■ **THE TASK**
Look for the string "over" in the listing below, then copy every line that has it.

■ **TASK INPUT**
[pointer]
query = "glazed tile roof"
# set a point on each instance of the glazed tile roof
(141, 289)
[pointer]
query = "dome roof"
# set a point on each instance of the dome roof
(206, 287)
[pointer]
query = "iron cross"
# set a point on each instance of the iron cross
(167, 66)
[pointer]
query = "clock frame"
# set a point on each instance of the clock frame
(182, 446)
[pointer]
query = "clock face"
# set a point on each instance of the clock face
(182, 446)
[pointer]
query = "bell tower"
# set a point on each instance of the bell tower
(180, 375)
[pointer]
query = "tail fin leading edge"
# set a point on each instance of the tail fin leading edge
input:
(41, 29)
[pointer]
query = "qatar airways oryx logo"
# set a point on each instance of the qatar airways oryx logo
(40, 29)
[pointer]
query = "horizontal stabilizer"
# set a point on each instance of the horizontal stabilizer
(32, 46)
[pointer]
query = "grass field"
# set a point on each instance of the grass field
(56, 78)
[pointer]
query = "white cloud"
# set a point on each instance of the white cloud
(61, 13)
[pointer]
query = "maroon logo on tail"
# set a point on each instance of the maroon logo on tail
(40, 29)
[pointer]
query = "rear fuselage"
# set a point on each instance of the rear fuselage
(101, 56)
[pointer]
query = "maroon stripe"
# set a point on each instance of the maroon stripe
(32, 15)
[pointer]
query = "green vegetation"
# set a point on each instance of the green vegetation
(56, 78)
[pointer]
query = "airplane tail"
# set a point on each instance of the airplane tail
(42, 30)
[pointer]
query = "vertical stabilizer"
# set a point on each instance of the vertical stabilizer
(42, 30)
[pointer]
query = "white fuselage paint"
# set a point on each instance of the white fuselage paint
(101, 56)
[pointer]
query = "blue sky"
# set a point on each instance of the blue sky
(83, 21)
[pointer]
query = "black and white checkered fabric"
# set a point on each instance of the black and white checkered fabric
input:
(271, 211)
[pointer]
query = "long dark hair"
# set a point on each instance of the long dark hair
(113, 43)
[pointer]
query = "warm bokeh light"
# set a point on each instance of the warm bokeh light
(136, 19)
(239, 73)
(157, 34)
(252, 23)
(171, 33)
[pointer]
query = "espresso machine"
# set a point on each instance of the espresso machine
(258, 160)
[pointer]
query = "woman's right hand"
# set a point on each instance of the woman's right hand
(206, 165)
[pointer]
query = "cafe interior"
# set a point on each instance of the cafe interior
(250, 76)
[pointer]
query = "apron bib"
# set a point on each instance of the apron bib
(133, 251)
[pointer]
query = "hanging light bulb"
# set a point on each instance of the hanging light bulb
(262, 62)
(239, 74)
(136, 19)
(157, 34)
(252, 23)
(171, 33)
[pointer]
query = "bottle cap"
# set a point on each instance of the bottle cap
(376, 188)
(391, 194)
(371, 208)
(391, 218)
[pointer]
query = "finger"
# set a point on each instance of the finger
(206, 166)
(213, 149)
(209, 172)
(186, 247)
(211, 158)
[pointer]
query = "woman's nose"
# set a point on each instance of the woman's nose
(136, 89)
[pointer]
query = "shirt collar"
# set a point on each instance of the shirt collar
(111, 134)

==

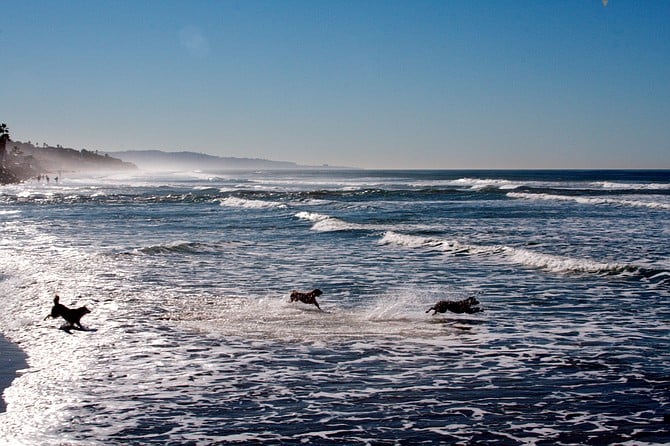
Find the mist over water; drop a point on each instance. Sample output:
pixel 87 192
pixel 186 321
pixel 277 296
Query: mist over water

...

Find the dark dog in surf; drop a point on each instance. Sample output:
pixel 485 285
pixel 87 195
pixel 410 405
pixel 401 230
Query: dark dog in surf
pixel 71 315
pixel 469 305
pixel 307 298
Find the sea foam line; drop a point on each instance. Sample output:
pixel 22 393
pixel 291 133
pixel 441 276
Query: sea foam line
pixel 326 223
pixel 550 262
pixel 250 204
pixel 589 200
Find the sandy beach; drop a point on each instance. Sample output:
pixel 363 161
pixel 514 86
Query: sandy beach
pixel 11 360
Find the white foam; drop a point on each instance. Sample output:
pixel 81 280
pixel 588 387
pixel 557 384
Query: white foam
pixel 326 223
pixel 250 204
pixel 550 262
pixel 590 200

■ **SOLUTION BELOW**
Find the mist over water; drop a point on each instance. Sample output:
Query: mist over water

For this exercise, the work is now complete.